[PAGE EXTRACT start]
Reply Wed 12 Feb, 2014 03:45 am
I saw a feature about this on Newsnight last night. Some of these letters do glorify sacrifice to the emperor, but others are more considered, and speak of the futility of war. In either case these are letters from young men who thought they were going to their deaths, and most did. You could compare some of them to the war poems of Wilfred Owen and Siegfried Sassoon. Does that important aspect of humanity mean that these letters should be given the same status as Anne Frank's letters, or should Japan's war record automatically disbar them?



Quote:
China has attacked a proposal by a Japanese city to list letters written by World War II kamikaze pilots on a United Nations register.

The Japanese city of Minami-Kyushu has made a bid to include the farewell letters of suicide pilots on a UNESCO world memory list.
[PAGE EXTRACT end]
WHAT YOU NEED TO DO:
**1)** In the kamikaze letters post, switch "letters" to "messages" and give the passage again, starting with "Reply Wed 12" and going on through "world memory list.".
**2)** Translate this sentence from the kamikaze letters post into Spanish: "China has attacked a proposal by a Japanese city to list letters written by World War II kamikaze pilots on a United Nations register."
[RECORDS SUPPLIED start]
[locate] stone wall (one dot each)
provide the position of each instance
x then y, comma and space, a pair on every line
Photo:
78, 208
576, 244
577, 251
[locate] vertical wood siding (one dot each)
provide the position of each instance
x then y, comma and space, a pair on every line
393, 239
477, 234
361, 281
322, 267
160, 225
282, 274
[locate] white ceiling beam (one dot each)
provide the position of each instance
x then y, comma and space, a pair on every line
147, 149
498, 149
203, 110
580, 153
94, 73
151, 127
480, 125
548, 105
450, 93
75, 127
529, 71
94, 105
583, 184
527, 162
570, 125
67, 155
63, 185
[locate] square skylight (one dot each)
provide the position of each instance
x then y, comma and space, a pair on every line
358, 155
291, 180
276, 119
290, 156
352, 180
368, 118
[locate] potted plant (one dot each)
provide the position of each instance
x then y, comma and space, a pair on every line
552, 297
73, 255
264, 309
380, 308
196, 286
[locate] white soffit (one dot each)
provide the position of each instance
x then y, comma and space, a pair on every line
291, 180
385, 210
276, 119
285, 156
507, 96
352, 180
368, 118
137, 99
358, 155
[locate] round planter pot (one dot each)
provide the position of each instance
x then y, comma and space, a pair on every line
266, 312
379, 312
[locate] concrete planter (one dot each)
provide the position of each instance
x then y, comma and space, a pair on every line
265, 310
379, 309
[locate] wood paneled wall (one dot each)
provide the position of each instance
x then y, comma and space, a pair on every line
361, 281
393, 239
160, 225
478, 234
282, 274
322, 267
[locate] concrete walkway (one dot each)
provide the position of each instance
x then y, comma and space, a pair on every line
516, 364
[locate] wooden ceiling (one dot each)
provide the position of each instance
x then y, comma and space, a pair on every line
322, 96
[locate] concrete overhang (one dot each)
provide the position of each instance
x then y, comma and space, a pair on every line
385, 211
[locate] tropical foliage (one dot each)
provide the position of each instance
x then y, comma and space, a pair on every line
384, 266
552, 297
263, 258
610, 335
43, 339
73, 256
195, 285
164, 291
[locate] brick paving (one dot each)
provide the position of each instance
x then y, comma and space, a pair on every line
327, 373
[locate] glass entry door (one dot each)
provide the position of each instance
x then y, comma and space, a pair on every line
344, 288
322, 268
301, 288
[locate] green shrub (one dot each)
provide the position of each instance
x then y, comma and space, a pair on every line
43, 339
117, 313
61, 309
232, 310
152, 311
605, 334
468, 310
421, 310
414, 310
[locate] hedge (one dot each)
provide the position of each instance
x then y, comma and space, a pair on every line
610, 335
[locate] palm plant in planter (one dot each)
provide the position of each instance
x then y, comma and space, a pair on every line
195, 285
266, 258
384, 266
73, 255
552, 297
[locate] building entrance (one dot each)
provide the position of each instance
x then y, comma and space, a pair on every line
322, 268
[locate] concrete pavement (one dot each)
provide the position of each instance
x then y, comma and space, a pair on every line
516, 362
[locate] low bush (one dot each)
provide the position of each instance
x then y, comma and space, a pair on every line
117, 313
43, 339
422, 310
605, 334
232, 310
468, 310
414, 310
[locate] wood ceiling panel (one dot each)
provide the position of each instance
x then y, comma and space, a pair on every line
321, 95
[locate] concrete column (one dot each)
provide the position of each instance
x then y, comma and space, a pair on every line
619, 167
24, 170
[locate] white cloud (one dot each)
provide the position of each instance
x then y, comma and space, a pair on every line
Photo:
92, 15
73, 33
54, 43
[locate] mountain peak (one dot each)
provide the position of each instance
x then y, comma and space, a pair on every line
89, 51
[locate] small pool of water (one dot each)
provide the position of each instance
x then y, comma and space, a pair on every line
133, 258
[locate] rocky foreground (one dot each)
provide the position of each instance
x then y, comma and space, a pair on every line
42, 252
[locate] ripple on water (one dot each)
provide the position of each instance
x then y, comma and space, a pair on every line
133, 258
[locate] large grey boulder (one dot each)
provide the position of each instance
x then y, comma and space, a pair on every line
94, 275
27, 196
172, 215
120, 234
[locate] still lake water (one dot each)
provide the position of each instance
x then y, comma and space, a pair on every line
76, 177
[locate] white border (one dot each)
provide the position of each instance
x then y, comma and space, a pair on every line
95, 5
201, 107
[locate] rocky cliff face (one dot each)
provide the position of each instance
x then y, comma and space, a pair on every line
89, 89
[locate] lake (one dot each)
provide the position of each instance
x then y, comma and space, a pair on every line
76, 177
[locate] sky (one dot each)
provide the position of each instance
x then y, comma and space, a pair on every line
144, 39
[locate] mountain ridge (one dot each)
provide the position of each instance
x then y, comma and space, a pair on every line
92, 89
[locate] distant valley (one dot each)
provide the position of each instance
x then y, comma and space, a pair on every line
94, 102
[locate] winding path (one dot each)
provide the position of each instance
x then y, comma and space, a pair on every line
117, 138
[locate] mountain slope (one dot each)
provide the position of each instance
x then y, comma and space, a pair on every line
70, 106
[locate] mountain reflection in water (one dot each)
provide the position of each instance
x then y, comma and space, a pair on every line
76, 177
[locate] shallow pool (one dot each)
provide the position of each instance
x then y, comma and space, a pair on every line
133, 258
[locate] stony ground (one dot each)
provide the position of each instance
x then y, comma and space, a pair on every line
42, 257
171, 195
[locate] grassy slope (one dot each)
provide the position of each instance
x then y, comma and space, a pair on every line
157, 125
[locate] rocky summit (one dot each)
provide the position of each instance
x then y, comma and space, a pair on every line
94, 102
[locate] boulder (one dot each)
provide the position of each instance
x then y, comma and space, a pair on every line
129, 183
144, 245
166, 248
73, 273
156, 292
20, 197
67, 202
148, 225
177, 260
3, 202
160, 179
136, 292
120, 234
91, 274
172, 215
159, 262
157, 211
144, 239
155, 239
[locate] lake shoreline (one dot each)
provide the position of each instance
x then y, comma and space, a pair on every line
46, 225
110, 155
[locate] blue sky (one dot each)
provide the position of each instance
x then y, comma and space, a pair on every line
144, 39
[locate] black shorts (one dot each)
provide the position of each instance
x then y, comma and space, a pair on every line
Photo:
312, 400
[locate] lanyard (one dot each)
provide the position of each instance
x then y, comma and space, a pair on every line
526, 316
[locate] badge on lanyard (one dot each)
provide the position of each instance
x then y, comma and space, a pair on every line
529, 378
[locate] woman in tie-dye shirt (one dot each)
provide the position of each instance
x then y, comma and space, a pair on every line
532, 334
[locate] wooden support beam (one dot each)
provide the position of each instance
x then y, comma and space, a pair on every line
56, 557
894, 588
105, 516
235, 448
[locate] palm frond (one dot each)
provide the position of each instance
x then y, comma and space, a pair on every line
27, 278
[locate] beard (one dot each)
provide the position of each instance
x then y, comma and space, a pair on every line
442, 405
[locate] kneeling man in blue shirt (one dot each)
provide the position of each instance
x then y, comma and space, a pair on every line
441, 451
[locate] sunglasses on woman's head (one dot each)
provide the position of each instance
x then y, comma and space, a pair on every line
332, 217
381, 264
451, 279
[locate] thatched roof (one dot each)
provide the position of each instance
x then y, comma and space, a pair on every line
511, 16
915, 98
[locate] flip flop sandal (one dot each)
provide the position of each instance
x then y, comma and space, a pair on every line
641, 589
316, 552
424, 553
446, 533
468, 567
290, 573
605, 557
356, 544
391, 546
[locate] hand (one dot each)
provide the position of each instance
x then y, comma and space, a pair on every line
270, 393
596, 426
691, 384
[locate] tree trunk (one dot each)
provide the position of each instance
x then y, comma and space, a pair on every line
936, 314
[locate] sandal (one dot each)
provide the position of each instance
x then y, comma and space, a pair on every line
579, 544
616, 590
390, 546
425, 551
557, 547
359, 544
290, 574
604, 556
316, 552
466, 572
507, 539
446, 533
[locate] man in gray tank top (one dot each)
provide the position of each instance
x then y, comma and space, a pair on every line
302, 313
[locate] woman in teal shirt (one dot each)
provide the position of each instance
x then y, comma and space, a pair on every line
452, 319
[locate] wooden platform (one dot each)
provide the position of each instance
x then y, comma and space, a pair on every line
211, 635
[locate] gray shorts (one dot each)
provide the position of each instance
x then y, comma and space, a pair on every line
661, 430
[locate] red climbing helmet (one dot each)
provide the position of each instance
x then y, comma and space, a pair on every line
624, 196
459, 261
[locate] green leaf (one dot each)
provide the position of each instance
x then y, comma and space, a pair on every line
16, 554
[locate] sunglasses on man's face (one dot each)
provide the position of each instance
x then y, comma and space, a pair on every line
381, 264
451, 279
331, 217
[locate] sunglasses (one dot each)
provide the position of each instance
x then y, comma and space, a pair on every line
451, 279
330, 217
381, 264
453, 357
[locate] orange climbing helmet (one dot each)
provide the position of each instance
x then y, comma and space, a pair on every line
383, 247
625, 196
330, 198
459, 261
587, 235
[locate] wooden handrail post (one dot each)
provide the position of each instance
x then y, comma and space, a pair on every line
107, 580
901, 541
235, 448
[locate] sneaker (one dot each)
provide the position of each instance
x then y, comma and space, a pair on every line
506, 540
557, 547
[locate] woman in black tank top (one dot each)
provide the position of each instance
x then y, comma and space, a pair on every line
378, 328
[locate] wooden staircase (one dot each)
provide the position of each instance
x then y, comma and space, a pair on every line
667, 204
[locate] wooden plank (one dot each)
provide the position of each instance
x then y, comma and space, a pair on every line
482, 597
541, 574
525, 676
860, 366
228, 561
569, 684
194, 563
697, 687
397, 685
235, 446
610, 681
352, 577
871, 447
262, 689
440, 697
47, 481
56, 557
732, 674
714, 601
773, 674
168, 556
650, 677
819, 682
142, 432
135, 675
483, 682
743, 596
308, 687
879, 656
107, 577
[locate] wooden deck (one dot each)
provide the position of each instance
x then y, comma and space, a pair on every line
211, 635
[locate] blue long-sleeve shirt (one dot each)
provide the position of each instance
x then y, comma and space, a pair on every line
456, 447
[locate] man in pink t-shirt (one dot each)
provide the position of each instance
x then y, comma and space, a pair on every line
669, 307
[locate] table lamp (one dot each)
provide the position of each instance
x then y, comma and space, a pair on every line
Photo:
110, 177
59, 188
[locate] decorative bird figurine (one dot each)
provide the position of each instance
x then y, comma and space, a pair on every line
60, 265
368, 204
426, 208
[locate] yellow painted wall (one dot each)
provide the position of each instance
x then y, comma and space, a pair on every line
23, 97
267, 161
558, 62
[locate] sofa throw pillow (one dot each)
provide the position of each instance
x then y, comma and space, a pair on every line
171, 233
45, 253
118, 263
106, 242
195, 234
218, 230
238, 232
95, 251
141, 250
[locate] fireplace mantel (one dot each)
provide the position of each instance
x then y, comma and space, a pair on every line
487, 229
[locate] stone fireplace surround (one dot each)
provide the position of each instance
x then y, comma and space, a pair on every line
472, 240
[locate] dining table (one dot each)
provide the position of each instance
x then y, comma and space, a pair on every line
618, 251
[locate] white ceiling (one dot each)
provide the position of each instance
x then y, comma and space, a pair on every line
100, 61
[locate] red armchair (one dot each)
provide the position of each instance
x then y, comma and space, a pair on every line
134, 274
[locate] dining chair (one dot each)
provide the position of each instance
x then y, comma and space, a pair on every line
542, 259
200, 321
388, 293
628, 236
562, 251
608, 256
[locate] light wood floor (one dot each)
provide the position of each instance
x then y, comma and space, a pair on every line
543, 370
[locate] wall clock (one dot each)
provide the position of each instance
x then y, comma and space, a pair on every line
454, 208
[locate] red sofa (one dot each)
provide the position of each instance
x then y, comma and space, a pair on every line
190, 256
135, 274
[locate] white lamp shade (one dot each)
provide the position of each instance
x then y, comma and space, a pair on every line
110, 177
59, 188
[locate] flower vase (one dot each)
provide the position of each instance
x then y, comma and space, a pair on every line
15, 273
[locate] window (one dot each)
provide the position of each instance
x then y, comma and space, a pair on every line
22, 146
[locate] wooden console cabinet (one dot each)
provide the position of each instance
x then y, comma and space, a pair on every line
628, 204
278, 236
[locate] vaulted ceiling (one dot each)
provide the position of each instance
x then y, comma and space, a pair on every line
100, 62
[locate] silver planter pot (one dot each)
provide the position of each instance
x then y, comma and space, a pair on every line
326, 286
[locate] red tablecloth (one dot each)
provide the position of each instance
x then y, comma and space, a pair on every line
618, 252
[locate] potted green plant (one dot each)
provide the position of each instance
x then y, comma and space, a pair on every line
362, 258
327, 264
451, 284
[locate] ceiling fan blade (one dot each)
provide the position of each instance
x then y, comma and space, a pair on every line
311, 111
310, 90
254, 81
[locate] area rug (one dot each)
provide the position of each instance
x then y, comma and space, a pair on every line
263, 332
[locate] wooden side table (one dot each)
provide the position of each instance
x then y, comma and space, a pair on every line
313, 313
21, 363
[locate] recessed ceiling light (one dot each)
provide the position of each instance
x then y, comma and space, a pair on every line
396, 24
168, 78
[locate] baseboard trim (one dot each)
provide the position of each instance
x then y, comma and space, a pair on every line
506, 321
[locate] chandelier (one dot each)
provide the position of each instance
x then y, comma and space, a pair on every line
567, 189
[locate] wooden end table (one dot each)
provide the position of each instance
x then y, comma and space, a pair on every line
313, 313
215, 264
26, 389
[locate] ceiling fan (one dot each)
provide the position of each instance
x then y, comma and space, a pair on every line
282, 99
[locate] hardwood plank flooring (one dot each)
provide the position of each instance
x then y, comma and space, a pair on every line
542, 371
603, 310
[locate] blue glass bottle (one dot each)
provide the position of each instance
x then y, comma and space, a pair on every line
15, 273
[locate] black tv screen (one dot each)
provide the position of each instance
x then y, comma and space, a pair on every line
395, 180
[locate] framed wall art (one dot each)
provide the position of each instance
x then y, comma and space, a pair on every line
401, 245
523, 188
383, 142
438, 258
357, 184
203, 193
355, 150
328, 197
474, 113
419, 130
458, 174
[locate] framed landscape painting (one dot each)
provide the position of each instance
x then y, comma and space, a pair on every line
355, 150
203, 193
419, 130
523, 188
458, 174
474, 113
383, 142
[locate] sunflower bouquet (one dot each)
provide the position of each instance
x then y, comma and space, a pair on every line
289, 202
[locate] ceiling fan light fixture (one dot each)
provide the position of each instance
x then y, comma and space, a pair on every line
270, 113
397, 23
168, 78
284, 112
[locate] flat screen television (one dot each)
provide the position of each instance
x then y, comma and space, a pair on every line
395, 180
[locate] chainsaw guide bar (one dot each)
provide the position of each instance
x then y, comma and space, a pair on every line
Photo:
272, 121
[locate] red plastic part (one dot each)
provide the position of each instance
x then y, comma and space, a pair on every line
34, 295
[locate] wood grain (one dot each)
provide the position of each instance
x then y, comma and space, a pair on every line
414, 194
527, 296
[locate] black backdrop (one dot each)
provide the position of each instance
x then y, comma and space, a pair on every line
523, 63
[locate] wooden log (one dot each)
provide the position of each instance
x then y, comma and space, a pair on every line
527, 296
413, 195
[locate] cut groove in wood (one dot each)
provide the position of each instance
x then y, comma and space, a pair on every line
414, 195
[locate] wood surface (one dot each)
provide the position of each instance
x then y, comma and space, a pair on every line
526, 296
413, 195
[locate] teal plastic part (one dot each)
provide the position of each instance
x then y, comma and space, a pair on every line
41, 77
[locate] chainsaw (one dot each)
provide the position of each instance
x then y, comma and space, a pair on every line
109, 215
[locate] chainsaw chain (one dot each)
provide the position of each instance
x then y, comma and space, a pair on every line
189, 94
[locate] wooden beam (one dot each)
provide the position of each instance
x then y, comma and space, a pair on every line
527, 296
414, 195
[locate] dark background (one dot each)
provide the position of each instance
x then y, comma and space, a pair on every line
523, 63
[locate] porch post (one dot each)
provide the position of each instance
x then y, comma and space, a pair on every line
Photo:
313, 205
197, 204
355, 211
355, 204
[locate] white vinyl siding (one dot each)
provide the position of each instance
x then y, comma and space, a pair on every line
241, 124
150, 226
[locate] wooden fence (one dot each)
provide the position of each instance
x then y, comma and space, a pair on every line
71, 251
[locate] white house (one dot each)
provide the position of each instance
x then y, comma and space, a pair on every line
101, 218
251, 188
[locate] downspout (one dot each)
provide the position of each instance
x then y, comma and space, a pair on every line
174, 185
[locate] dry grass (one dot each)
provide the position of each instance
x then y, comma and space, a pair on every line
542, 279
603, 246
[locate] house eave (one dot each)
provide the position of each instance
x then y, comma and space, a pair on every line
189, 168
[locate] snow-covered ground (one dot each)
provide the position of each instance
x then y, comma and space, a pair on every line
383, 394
[RECORDS SUPPLIED end]
ANSWERS FOR THE TASKS:
**1)**
Reply Wed 12 Feb, 2014 03:45 am
I saw a feature about this on Newsnight last night. Some of these messages do glorify sacrifice to the emperor, but others are more considered, and speak of the futility of war. In either case these are messages from young men who thought they were going to their deaths, and most did. You could compare some of them to the war poems of Wilfred Owen and Siegfried Sassoon. Does that important aspect of humanity mean that these messages should be given the same status as Anne Frank's messages, or should Japan's war record automatically disbar them?



Quote:
China has attacked a proposal by a Japanese city to list messages written by World War II kamikaze pilots on a United Nations register.

The Japanese city of Minami-Kyushu has made a bid to include the farewell messages of suicide pilots on a UNESCO world memory list.

**2)** China ha atacado una propuesta de una ciudad japonesa para incluir en un registro de las Naciones Unidas cartas escritas por pilotos kamikaze de la Segunda Guerra Mundial.